EXCERPTED TEXT:

::::::::::

Component 11

COMPONENT 11. TRANSFER AND MAINTENANCE OF FLUENCY

Rationale:

Fluent speech is generally easily achieved within the clinical environment. However, this fluency is of little value unless the speaker is able to transfer his/her new skills into his/her normal communication environment.

Research:

Adams (1991) - transfer activities should be conducted systematically and must involve active participation of the clinician and significant adults in the child's environment.

Gregory (1991) - the school environment is an excellent place forextending the use of improved speech. This transfer of speech skills is facilitated early on in the therapy process.

Peters and Guitar (1991) - the goal of this phase of therapy is to transfer the child's fluency from the therapy situation to a wide variety of other settings and other people.

Ryan & Van Kirk (1974) - are convinced that those clients who are enrolled in maintenance programs have better fluency than those clients who are not enrolled.

Activities/Techniques:

For Transfer:

  1. use ongoing strategies
  2. define a hierarchy of situations from easy to difficult
  3. use different physical movements
  4. increase audience size and encourage "quests" in therapy

For Maintenance:

  1. weekly or monthly telephone checks with the parents
  2. sessions are reduced to weekly, biweekly, monthly, etc.
  3. intermittent home practice in structured and unstructured activities
  4. have the client make a tape of several conversations at home. Have him/her grade their performance on several areas such as rate, soft contacts, and stretches; and then bring the tape to therapy so the clinician can give his/her feedback.

::::::::::

RECORDS SUPPLIED:

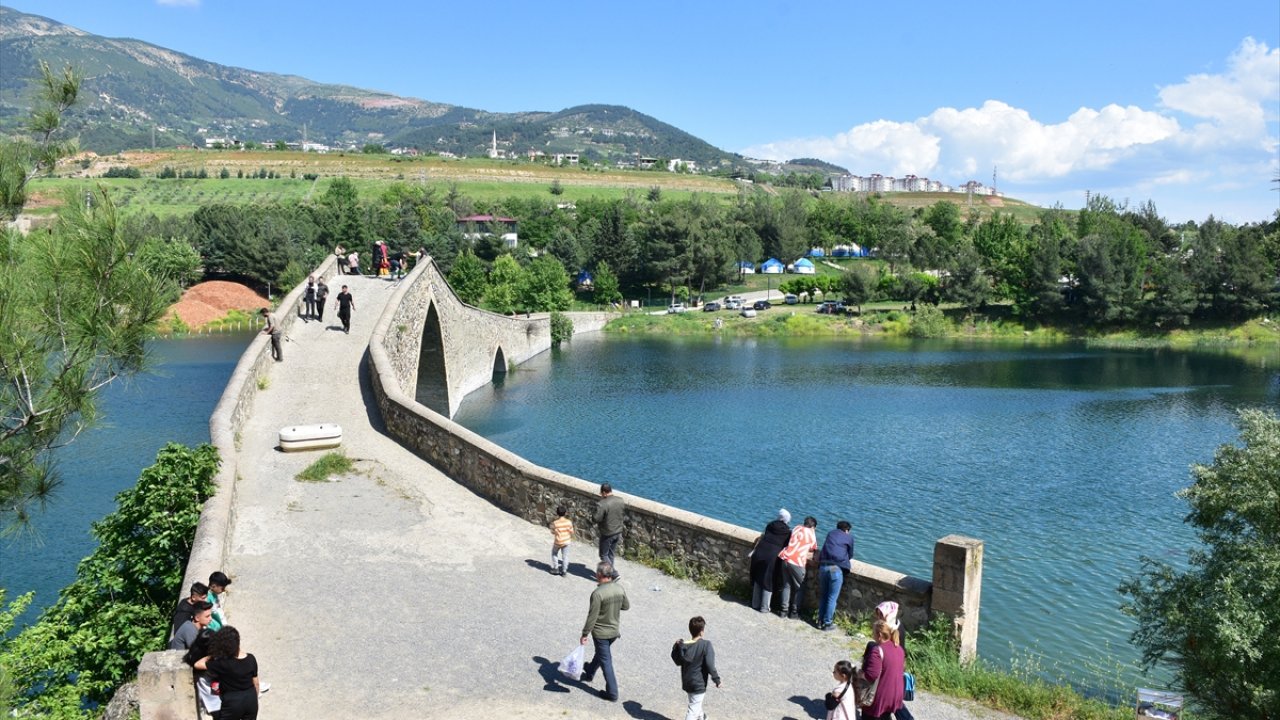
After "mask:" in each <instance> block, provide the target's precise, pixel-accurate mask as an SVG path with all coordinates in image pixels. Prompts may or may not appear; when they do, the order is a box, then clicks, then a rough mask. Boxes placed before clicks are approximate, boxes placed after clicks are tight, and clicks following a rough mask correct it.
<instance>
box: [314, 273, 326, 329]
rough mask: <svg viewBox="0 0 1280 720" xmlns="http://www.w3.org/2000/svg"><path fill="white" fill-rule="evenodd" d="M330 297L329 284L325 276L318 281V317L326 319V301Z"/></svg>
mask: <svg viewBox="0 0 1280 720" xmlns="http://www.w3.org/2000/svg"><path fill="white" fill-rule="evenodd" d="M328 299H329V286H328V284H325V282H324V278H320V279H319V281H316V319H317V320H324V302H325V300H328Z"/></svg>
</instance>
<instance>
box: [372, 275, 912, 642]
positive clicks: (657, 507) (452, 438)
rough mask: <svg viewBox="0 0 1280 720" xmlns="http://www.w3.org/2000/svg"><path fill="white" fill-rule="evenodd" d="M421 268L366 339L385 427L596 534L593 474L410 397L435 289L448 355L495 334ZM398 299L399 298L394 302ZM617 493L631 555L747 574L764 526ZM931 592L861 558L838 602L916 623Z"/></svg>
mask: <svg viewBox="0 0 1280 720" xmlns="http://www.w3.org/2000/svg"><path fill="white" fill-rule="evenodd" d="M416 272H417V270H415V273H416ZM422 272H424V273H431V274H434V275H436V277H434V278H430V277H415V278H411V279H413V281H416V282H413V283H412V287H406V288H402V291H401V292H402V293H403V296H402V297H399V299H397V297H393V299H392V305H393V306H392V307H389V310H388V313H387V315H385V316H384V318H383V319H381V320H380V322H379V324H378V325H376V327H375V329H374V336H372V338H371V341H370V365H371V377H372V386H374V395H375V397H376V401H378V404H379V409H380V410H381V415H383V421H384V423H385V427H387V432H388V433H389V434H390V436H392V437H394V438H396V439H397V441H398V442H401V443H402V445H404V446H406V447H408V448H410V450H412V451H413V452H416V454H417V455H420V456H421V457H424V459H425V460H428V461H429V462H431V464H433V465H435V466H436V468H439V469H440V470H442V471H444V473H445V474H448V475H449V477H451V478H453V479H454V480H456V482H458V483H461V484H463V486H465V487H467V488H468V489H471V491H472V492H475V493H477V495H480V496H481V497H484V498H486V500H489V501H490V502H493V503H494V505H497V506H498V507H500V509H503V510H506V511H508V512H512V514H513V515H518V516H520V518H524V519H526V520H529V521H531V523H538V524H548V523H550V520H552V519H554V509H556V506H557V505H564V506H566V507H568V511H570V515H571V516H572V518H575V520H576V523H575V524H576V525H577V527H579V533H580V534H581V536H582V538H584V539H585V541H594V539H595V538H594V533H595V528H594V524H593V523H591V521H590V520H591V516H593V515H594V512H595V503H596V501H598V500H599V486H598V484H596V483H593V482H586V480H584V479H580V478H575V477H572V475H566V474H563V473H557V471H554V470H549V469H547V468H541V466H539V465H535V464H532V462H530V461H527V460H525V459H524V457H521V456H518V455H516V454H513V452H509V451H507V450H506V448H503V447H500V446H498V445H495V443H493V442H489V441H488V439H485V438H483V437H480V436H477V434H475V433H472V432H471V430H468V429H466V428H463V427H461V425H458V424H456V423H453V421H452V420H449V419H448V418H445V416H443V415H440V414H436V413H433V411H431V410H429V409H428V407H424V406H421V405H419V404H417V402H415V401H413V398H412V392H413V382H415V377H416V363H417V354H419V351H420V347H419V346H417V345H416V343H415V341H413V337H415V336H417V338H421V327H422V325H421V323H422V320H424V319H425V315H426V310H425V307H426V302H428V301H429V299H438V310H436V311H438V313H439V314H440V324H442V328H440V329H442V334H443V337H444V338H445V340H444V343H445V354H447V356H449V350H448V348H449V343H451V342H460V341H462V338H461V337H458V334H454V333H465V334H466V341H465V342H463V343H465V345H479V346H484V345H485V343H486V342H489V341H486V340H484V334H483V333H485V332H488V331H490V329H492V328H489V327H480V325H476V324H475V323H476V319H475V316H474V315H466V323H462V324H460V327H456V328H454V327H451V325H453V323H451V322H449V320H451V319H458V318H457V315H458V314H460V313H458V311H457V310H456V309H454V307H452V304H453V302H457V304H458V305H460V306H461V307H462V309H466V310H472V309H470V307H467V306H466V305H461V302H460V301H457V299H456V297H454V296H453V295H452V291H448V287H447V284H444V286H443V287H440V286H442V284H443V282H444V281H443V278H440V277H439V272H438V270H436V269H435V266H434V264H431V265H430V266H429V268H425V269H424V270H422ZM451 299H452V302H451ZM397 301H402V302H401V304H399V305H398V306H397V305H396V304H397ZM472 311H474V310H472ZM490 315H492V314H490ZM498 318H499V319H503V320H507V319H508V318H500V316H498ZM607 318H608V315H607V314H602V313H593V314H581V315H580V316H579V314H575V331H577V332H590V331H594V329H598V328H599V327H602V325H603V324H604V322H605V320H607ZM417 342H420V340H419V341H417ZM547 345H549V340H548V341H547ZM544 348H545V346H544ZM531 355H532V354H530V355H527V356H531ZM527 356H526V357H527ZM507 357H508V360H511V361H516V363H518V361H520V359H517V356H515V355H512V354H509V352H508V355H507ZM449 361H452V359H451V360H449ZM472 363H474V361H472ZM490 363H492V360H490ZM466 372H468V373H471V374H472V375H475V377H476V378H477V379H479V378H480V375H483V382H480V383H479V384H475V386H474V387H480V386H481V384H484V383H486V382H489V378H490V377H492V364H490V366H489V368H488V369H484V370H483V369H481V368H479V366H471V368H468V369H467V370H466ZM448 373H449V386H451V388H452V387H454V386H456V383H454V379H453V373H454V369H453V368H452V366H451V368H449V369H448ZM458 387H471V383H466V384H461V383H458ZM474 387H472V389H474ZM451 392H452V389H451ZM460 400H461V397H460ZM454 406H456V405H454V400H453V398H452V397H451V409H452V407H454ZM616 495H618V496H621V497H622V498H623V500H625V501H626V503H627V514H626V515H627V519H626V525H627V529H626V532H625V533H623V553H625V555H630V556H632V557H634V556H636V555H648V556H652V557H658V559H671V560H673V561H676V562H678V564H681V565H684V566H685V568H686V569H687V570H689V571H690V573H691V574H692V575H694V577H707V578H721V579H726V580H728V582H730V583H731V584H739V585H740V587H741V585H745V584H746V583H748V555H749V553H750V550H751V546H753V543H754V542H755V538H756V536H758V534H759V533H758V530H749V529H746V528H741V527H737V525H731V524H728V523H723V521H721V520H714V519H710V518H705V516H701V515H696V514H694V512H689V511H686V510H681V509H678V507H672V506H667V505H662V503H658V502H653V501H650V500H646V498H644V497H639V496H632V495H627V493H625V492H622V491H621V488H620V489H618V491H616ZM762 525H763V523H762ZM808 578H809V582H810V583H814V582H815V578H817V573H815V571H814V569H810V573H809V574H808ZM931 597H932V584H931V582H929V580H925V579H922V578H913V577H910V575H906V574H902V573H896V571H893V570H887V569H883V568H876V566H872V565H867V564H864V562H855V566H854V573H852V575H851V577H850V578H849V580H846V583H845V587H844V589H842V592H841V597H840V601H838V603H840V607H841V609H844V610H846V611H852V612H865V611H869V609H870V607H874V606H876V605H877V603H879V602H882V601H884V600H895V601H896V602H897V603H899V605H900V606H901V607H902V611H901V614H902V620H904V623H905V624H906V626H909V628H915V626H919V625H923V624H924V623H925V621H927V620H928V618H929V607H931ZM806 598H808V605H814V603H815V602H817V592H815V589H814V591H812V592H808V593H806Z"/></svg>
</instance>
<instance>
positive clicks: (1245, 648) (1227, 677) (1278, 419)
mask: <svg viewBox="0 0 1280 720" xmlns="http://www.w3.org/2000/svg"><path fill="white" fill-rule="evenodd" d="M1240 438H1242V439H1243V441H1244V447H1236V446H1234V445H1224V446H1221V447H1219V448H1217V452H1216V454H1215V456H1213V464H1212V465H1196V466H1193V468H1192V474H1193V475H1194V477H1196V482H1194V483H1193V484H1192V487H1189V488H1187V489H1183V491H1181V492H1179V496H1180V497H1183V498H1185V500H1187V501H1188V503H1189V505H1190V514H1189V515H1188V516H1187V521H1188V523H1190V524H1193V525H1196V528H1197V532H1198V534H1199V539H1201V543H1202V544H1199V546H1197V547H1196V548H1193V550H1192V551H1189V553H1188V562H1187V568H1185V569H1181V568H1178V569H1175V568H1174V566H1171V565H1169V564H1167V562H1165V561H1162V560H1158V559H1152V557H1143V570H1142V573H1140V574H1139V575H1138V577H1137V578H1134V579H1132V580H1129V582H1126V583H1125V584H1123V585H1121V587H1120V592H1123V593H1125V594H1126V596H1129V598H1130V601H1129V602H1128V603H1126V605H1125V606H1124V610H1125V611H1126V612H1128V614H1130V615H1134V616H1135V618H1137V619H1138V629H1137V630H1135V632H1134V635H1133V641H1134V644H1137V646H1138V647H1140V648H1142V659H1143V664H1144V665H1146V666H1147V667H1151V666H1152V665H1156V664H1157V662H1162V664H1165V665H1167V666H1169V667H1170V669H1172V671H1174V676H1175V679H1176V683H1178V684H1179V685H1180V687H1181V688H1184V689H1185V691H1187V692H1188V693H1189V694H1190V696H1192V698H1193V700H1194V702H1196V705H1197V710H1198V712H1197V716H1198V717H1211V719H1219V717H1221V719H1229V717H1230V719H1234V717H1258V719H1262V720H1267V719H1271V720H1274V719H1276V717H1280V643H1277V642H1276V637H1280V602H1276V598H1277V597H1280V510H1277V509H1280V419H1277V418H1276V416H1275V415H1272V414H1270V413H1263V411H1261V410H1244V411H1242V413H1240Z"/></svg>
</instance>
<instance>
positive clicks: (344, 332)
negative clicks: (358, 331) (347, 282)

::::::::::

CHECK YOUR UNDERSTANDING:
- a) In the fluency transfer and maintenance text, which clients do Ryan & Van Kirk (1974) say have better fluency?
- b) Reproduce the fluency transfer and maintenance text from "Gregory (1991) - the" up to and including "are not enrolled.".

RESULTS FOR EACH TASK:
- a) Clients enrolled in maintenance programs.

- b)
Gregory (1991) - the school environment is an excellent place forextending the use of improved speech. This transfer of speech skills is facilitated early on in the therapy process.

Peters and Guitar (1991) - the goal of this phase of therapy is to transfer the child's fluency from the therapy situation to a wide variety of other settings and other people.

Ryan & Van Kirk (1974) - are convinced that those clients who are enrolled in maintenance programs have better fluency than those clients who are not enrolled.